* Begin *
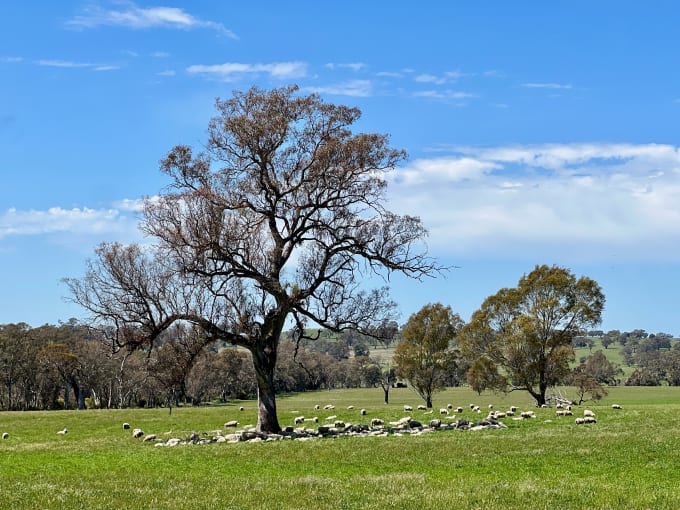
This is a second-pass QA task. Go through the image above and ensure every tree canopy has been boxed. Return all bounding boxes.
[67,86,439,432]
[393,303,463,407]
[458,265,605,405]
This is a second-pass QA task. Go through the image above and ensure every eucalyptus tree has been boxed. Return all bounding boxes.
[66,86,440,432]
[458,265,605,405]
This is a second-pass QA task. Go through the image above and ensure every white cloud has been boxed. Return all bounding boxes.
[35,59,120,71]
[522,83,572,90]
[186,62,307,81]
[326,62,366,72]
[0,207,137,239]
[67,1,238,39]
[390,144,680,261]
[413,90,477,101]
[304,80,373,97]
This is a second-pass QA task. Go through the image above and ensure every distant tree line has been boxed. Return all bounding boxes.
[0,319,418,410]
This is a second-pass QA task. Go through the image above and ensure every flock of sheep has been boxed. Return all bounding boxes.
[2,404,623,446]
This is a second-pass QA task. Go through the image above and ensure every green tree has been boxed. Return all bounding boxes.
[66,86,439,433]
[458,265,605,405]
[392,303,463,407]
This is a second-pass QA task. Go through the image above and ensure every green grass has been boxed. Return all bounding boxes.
[0,387,680,509]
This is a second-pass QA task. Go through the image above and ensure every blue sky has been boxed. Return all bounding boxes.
[0,0,680,335]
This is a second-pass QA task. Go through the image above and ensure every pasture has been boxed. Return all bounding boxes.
[0,387,680,509]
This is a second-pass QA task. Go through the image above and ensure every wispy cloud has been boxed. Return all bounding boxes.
[413,90,477,102]
[0,207,137,239]
[390,143,680,261]
[35,59,120,71]
[304,80,373,97]
[67,1,238,39]
[522,83,572,90]
[326,62,366,72]
[186,62,307,81]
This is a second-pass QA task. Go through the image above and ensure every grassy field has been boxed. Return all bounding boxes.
[0,387,680,509]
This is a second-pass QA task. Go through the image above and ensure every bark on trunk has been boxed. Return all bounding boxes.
[251,342,281,434]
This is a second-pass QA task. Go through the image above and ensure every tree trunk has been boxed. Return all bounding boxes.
[251,340,281,434]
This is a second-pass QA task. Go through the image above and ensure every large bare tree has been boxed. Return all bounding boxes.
[66,86,440,432]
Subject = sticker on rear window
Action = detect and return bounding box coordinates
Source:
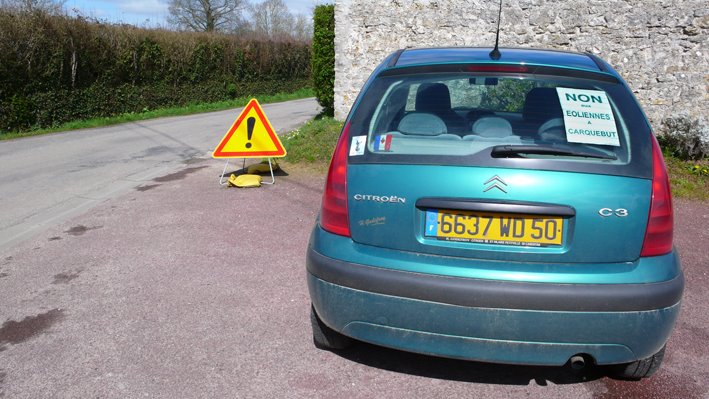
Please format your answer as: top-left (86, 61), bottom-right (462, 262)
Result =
top-left (350, 136), bottom-right (367, 156)
top-left (556, 87), bottom-right (620, 147)
top-left (374, 134), bottom-right (392, 151)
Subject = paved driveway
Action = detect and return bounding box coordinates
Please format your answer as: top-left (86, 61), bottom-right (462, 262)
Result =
top-left (0, 160), bottom-right (709, 398)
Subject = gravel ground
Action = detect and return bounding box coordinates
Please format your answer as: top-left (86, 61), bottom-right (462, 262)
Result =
top-left (0, 160), bottom-right (709, 398)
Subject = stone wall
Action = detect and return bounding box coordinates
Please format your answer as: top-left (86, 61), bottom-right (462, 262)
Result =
top-left (335, 0), bottom-right (709, 128)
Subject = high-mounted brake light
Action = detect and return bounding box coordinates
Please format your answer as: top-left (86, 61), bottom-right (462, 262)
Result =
top-left (640, 136), bottom-right (674, 256)
top-left (467, 65), bottom-right (529, 73)
top-left (320, 123), bottom-right (350, 237)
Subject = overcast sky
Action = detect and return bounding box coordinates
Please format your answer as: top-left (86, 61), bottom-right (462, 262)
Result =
top-left (65, 0), bottom-right (322, 26)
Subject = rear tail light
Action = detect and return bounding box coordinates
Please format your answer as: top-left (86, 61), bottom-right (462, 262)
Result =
top-left (640, 136), bottom-right (673, 256)
top-left (320, 123), bottom-right (350, 237)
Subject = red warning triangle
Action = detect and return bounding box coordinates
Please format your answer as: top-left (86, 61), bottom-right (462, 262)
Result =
top-left (212, 98), bottom-right (286, 158)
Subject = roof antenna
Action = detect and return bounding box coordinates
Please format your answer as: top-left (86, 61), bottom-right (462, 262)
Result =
top-left (490, 0), bottom-right (502, 61)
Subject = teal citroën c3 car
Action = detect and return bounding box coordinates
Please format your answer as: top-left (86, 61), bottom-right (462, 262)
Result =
top-left (306, 48), bottom-right (684, 379)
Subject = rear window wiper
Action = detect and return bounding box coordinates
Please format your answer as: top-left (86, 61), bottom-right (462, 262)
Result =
top-left (490, 145), bottom-right (618, 159)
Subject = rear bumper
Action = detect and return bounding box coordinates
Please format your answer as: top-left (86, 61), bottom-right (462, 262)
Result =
top-left (307, 247), bottom-right (684, 365)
* End *
### TASK INSTRUCTIONS
Could you reproduce the listing above with every "second-pass QA task" changed to "final review task", keeping everything else the same and leaving the pictures out?

### SOLVED PROBLEM
This is a final review task. Go through the image above and ensure every tree canopy has been boxed. Return all bounding boxes.
[67,86,439,432]
[393,303,463,407]
[458,265,605,405]
This is a final review task. Go through the image above and ensure every eucalyptus tree has been boxed. Return all bounding boxes.
[66,86,440,432]
[458,265,605,405]
This is a final review task. Go through the image above and ensure every white cloud has been boxed. Return all bounding boxes.
[35,59,120,71]
[522,83,572,90]
[186,62,307,81]
[326,62,366,72]
[0,207,137,239]
[67,1,238,39]
[390,144,680,261]
[413,90,477,101]
[304,80,373,97]
This is a final review task. Go through the image above and ensure every distant tree line has been boxed. Return all bounding boxes.
[0,319,418,410]
This is a final review task. Go through the image above and ensure every flock of sheep has been boxed. Return all bounding boxes.
[2,404,623,446]
This is a final review task. Go through the image above and ensure every green tree has been boxed. Return all bounding boxes.
[66,86,439,433]
[458,265,605,405]
[392,303,463,407]
This is a final review task. Go through the image above and ensure every green grass has been boxed. Return all bounding boxes.
[0,387,680,509]
This is a final review task. Go through the image above and ensure every blue sky has been boxed. Return all bounding boxes.
[0,0,680,335]
This is a final review task. Go through the image above and ensure every pasture has been boxed. Return all bounding boxes.
[0,387,680,509]
This is a final review task. Go through the image above and ensure every wispy cloud has been boxed. Return all bounding boxes.
[413,90,477,102]
[0,207,137,239]
[390,143,680,261]
[35,59,120,71]
[304,80,373,97]
[67,1,238,39]
[522,83,572,90]
[326,62,366,72]
[186,62,307,81]
This is a final review task. Go through the image above and ensure every grassy field has been boxed. Return all bounding boxes.
[0,387,680,509]
This is a final review task. Go through the image above and ensure every bark on trunk has been boxed. Return all bounding boxes.
[251,342,281,434]
This is a final review task. Go through the image above and ensure every tree trunk has been boxed. Return all bounding boxes.
[251,340,281,434]
This is a final review task. Go through the image above and ensure every large bare tree has been boxed. Return all bounding boxes.
[66,86,440,432]
Subject = sticker on rear window
Action = detect and return bounding box coordinates
Source:
Please format your answer as: top-left (86, 61), bottom-right (462, 262)
Result =
top-left (350, 136), bottom-right (367, 156)
top-left (556, 87), bottom-right (620, 147)
top-left (374, 134), bottom-right (392, 151)
Subject = paved driveway
Action = detect and return bounding box coordinates
Please format your answer as: top-left (86, 61), bottom-right (462, 262)
Result =
top-left (0, 160), bottom-right (709, 398)
Subject = gravel ground
Action = detect and return bounding box coordinates
Please format your answer as: top-left (86, 61), bottom-right (462, 262)
Result =
top-left (0, 160), bottom-right (709, 398)
Subject = stone wall
Action = detect and return bounding box coordinates
Please format your answer as: top-left (86, 61), bottom-right (462, 262)
Result =
top-left (335, 0), bottom-right (709, 128)
Subject = high-mounted brake light
Action = detect and return bounding box coordinates
Please format your answer as: top-left (86, 61), bottom-right (462, 262)
Result =
top-left (640, 136), bottom-right (674, 256)
top-left (467, 65), bottom-right (529, 73)
top-left (320, 123), bottom-right (350, 237)
Subject = overcast sky
Action = detect and return bounding box coordinates
Please format your answer as: top-left (86, 61), bottom-right (462, 262)
Result =
top-left (65, 0), bottom-right (322, 26)
Subject = rear tail light
Action = detect and return bounding box coordinates
Please format your answer as: top-left (86, 61), bottom-right (462, 262)
Result =
top-left (640, 136), bottom-right (673, 256)
top-left (320, 123), bottom-right (350, 237)
Subject = red warning triangle
Action = detect and return bounding box coordinates
Please format your answer as: top-left (86, 61), bottom-right (462, 262)
Result =
top-left (212, 98), bottom-right (286, 158)
Subject = roof antenna
Action = detect and return bounding box coordinates
Please format your answer as: top-left (86, 61), bottom-right (462, 262)
Result =
top-left (490, 0), bottom-right (502, 61)
Subject = teal citroën c3 car
Action = detect and return bounding box coordinates
Please format your answer as: top-left (86, 61), bottom-right (462, 262)
Result =
top-left (306, 48), bottom-right (684, 379)
Subject = rear window wiper
Action = detect and return bounding box coordinates
Please format your answer as: top-left (86, 61), bottom-right (462, 262)
Result =
top-left (490, 145), bottom-right (618, 159)
Subject = rear bumper
Action = detect and return bounding box coordinates
Please format your answer as: top-left (86, 61), bottom-right (462, 262)
Result =
top-left (307, 247), bottom-right (684, 365)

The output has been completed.